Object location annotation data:
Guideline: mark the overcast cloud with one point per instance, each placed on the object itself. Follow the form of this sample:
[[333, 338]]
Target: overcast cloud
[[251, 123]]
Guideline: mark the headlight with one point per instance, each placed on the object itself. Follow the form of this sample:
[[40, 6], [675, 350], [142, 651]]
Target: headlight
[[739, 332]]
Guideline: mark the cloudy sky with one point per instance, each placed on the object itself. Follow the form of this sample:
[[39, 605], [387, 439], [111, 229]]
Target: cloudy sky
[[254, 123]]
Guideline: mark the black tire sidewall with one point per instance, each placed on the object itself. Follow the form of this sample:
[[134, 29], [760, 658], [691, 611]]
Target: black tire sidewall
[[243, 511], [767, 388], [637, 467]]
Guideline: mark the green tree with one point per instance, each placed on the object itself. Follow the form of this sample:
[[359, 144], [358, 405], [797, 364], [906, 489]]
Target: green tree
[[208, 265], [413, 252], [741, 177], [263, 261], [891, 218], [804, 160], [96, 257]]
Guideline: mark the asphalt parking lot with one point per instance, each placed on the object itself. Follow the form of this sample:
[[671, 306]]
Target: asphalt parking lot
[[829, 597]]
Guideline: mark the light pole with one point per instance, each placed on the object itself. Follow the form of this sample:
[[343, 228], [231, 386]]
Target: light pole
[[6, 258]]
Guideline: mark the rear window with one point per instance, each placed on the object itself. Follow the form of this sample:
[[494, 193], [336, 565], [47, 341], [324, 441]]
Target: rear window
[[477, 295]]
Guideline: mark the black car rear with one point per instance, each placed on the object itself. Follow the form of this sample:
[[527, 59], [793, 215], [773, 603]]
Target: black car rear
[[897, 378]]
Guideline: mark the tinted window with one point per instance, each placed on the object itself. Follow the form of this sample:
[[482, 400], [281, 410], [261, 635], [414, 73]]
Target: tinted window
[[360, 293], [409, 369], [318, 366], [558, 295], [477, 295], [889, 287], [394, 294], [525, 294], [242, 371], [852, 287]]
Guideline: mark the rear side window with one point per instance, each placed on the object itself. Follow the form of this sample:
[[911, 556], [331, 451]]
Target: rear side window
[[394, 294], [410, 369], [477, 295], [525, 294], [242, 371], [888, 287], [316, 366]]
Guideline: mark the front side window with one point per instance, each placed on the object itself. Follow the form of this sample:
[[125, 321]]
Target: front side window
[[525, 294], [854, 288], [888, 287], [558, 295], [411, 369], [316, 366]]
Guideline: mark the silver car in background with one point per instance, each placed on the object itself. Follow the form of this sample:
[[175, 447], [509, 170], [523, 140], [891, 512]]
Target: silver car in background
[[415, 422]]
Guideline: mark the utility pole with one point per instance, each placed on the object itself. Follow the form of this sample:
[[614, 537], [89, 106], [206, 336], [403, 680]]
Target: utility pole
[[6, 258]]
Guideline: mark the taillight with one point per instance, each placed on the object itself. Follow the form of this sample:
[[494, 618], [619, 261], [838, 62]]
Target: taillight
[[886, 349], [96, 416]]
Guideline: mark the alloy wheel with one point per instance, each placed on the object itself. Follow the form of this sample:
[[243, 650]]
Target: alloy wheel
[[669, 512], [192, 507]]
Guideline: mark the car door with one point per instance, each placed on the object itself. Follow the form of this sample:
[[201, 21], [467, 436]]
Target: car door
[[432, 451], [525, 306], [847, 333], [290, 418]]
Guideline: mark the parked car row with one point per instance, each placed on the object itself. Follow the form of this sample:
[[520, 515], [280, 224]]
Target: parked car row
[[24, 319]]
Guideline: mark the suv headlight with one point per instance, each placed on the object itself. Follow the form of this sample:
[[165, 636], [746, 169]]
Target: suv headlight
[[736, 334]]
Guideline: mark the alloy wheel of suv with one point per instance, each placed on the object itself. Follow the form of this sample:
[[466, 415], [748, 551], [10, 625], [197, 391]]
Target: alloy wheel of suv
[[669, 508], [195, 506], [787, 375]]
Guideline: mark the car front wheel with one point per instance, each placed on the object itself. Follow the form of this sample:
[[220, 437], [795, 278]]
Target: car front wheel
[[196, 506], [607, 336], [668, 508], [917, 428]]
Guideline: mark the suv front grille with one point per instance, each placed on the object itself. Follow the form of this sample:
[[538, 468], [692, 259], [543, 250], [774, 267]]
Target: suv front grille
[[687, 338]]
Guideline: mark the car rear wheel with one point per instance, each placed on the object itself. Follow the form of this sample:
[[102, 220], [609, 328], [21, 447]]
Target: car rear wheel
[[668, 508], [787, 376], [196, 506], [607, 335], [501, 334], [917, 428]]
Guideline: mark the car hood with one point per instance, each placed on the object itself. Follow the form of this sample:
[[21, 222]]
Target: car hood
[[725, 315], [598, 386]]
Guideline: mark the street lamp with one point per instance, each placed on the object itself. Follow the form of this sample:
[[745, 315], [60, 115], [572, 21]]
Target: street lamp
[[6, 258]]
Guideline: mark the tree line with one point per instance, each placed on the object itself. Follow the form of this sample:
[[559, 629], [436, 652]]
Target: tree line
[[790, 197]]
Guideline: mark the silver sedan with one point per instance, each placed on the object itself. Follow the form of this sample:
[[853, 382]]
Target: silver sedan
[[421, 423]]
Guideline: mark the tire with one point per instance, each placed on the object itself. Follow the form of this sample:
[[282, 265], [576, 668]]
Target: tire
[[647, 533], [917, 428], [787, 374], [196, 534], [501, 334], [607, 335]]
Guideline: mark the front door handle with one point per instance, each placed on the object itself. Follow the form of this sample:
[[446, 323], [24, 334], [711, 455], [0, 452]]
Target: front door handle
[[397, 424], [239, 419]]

Problem to work on: Rewrite the listing above, swapping every occurrence of "one point per instance" for "a single point per instance" and leaving everything else untouched.

Answer to this problem:
Guideline: mark the overcast cloud with a single point per instance, each placed on the object itself. Follow the form of this sample:
[[333, 338]]
Target: overcast cloud
[[251, 123]]
Guideline: mark the headlight with a single point per instance, each placed on the object itself. Follow the form of this sample:
[[40, 6], [675, 350], [142, 651]]
Target: headlight
[[739, 332]]
Guideline: mark the cloudy sky with a single point per instance, each placed on the object itself. Follow the form of this sample:
[[39, 605], [387, 439], [111, 229]]
Target: cloudy sky
[[254, 123]]
Guideline: mark the black tire sidewall with a single point per instance, each placed on the object itself. Follow the form of this sample:
[[134, 29], [760, 658], [691, 611]]
Target: black tire sidewall
[[243, 511], [767, 388], [637, 467]]
Guideline: mark the green tree with a single point per instance, each placed on the object itself. Follow the form of this sample:
[[359, 144], [358, 405], [797, 364], [906, 489]]
Target: green tree
[[208, 265], [413, 252], [741, 177], [263, 261], [891, 218], [804, 160], [96, 257]]
Guideline: mark the asphalt parking lot with a single point per instance, each placed on the object itself. Follow the form of this sample:
[[671, 306]]
Target: asphalt parking lot
[[829, 597]]
Guideline: mark the light pole with a single point per instance, each placed on the object itself. Follow the form of this sample:
[[343, 228], [231, 386]]
Target: light pole
[[6, 258]]
Guideline: mark the rear window with a single point per instance, each placed on the object itself. Follow the form of this sample:
[[494, 193], [336, 565], [47, 341], [324, 441]]
Target: rear window
[[477, 295]]
Guideline: mark the black car rear with a single point per instance, each placed on the object itself. Follow the form of this sample:
[[527, 59], [793, 215], [773, 603]]
Target: black car rear
[[897, 378]]
Guideline: mark the tinted window with a single point per instance, each placed on the object itself. Follow the form of this sample:
[[482, 400], [281, 410], [261, 635], [414, 73]]
Target: tinted window
[[360, 293], [409, 369], [318, 366], [558, 295], [477, 295], [889, 287], [394, 294], [525, 294], [242, 371], [852, 287]]
Guideline: mark the rear side window with a single point per instance, each placed on the object itself. Follow the form of this sample:
[[911, 556], [331, 451]]
Target: rear side window
[[394, 294], [410, 369], [477, 295], [525, 294], [242, 371], [888, 287], [316, 366]]
Guideline: mark the front side window with a single point per instance, each placed on the object itself. Follow the form of this sample:
[[125, 321]]
Target: front side window
[[525, 294], [854, 288], [888, 287], [558, 295], [411, 369], [316, 366]]
Guideline: mark the silver car in background with a single point per instance, each placed on the object itself. Follow the form of this sample:
[[175, 447], [509, 170], [523, 140], [891, 512]]
Target: silver car in background
[[415, 422]]
Guideline: mark the utility pole with a single point per instance, each placed on the object itself. Follow the form of this sample:
[[614, 537], [89, 106], [206, 336], [403, 680]]
Target: utility pole
[[6, 258]]
Guideline: mark the taillight with a single point per instance, each placed on the object itself. Follow the form of this sample:
[[494, 618], [619, 261], [838, 62]]
Target: taillight
[[886, 349], [96, 416]]
Guideline: mark the alloy wheel with a single point per instance, each placed on the object itself. Follow the form of this sample:
[[243, 650]]
Target: alloy wheel
[[669, 512], [192, 507]]
Guideline: mark the car door with a single point per instance, each placed on the object itself. Follow the form of this sample:
[[201, 21], [467, 436]]
Target: car door
[[432, 451], [525, 306], [847, 333], [290, 418]]
Guideline: mark the parked car row with a single point per instance, each placed on the object itself. Follow the form of this sample:
[[520, 515], [280, 224]]
Target: parked car row
[[24, 319]]
Guideline: mark the suv headlight with a single point per instance, each placed on the object itself. Follow the form of this sample:
[[165, 636], [746, 169]]
Target: suv headlight
[[736, 334]]
Guideline: mark the alloy wheel of suv with a single point per instance, each placed on the object itself. Follow the form of this sample:
[[466, 415], [748, 551], [10, 625], [197, 391]]
Target: alloy wheel of suv
[[669, 508], [195, 506], [787, 375]]
Guideline: mark the car front wheel with a single point per instance, each placed on the object itself. Follow the form of this sample:
[[220, 437], [795, 278]]
Target: car front wheel
[[196, 506], [607, 336], [668, 508], [917, 428]]
Guideline: mark the suv front grille with a single point per instance, each placed on the object itself. Follow the form of this sample:
[[538, 468], [692, 259], [543, 250], [774, 267]]
Target: suv front grille
[[687, 338]]
Guideline: mark the car rear wheel with a single point per instance, each placed on the object itself. Follow the form of this sample:
[[102, 220], [609, 328], [21, 447]]
Target: car rear wheel
[[668, 508], [787, 376], [196, 506], [607, 335], [501, 334], [917, 428]]
Guideline: mark the car hood with a single point per instance, each placed on the object itself. Follow the form of this sample:
[[21, 222]]
Target: car hood
[[725, 315], [598, 386]]
Guideline: mark the street lamp with a single point per instance, each placed on the object itself. Follow the form of this sample:
[[745, 315], [60, 115], [572, 21]]
Target: street lamp
[[6, 258]]
Guideline: mark the tree line with a single point per instance, each placed on the object itself. Follow the form of this sample:
[[559, 629], [436, 652]]
Target: tree line
[[790, 197]]
Guideline: mark the silver sedan with a single point per instance, each placed on the object itself. Follow the form of this sample:
[[853, 382]]
Target: silver sedan
[[421, 423]]
Guideline: mark the tire with a single point per instance, each placed on the object itself. Follow the form of this sample:
[[282, 265], [576, 668]]
Target: tire
[[647, 533], [917, 428], [787, 374], [196, 534], [501, 334], [607, 335]]
Guideline: mark the front door handle with a single point per instance, each placed on the object itself. Follow the form of this sample:
[[446, 323], [24, 334], [711, 455], [0, 452]]
Target: front door handle
[[397, 424], [239, 419]]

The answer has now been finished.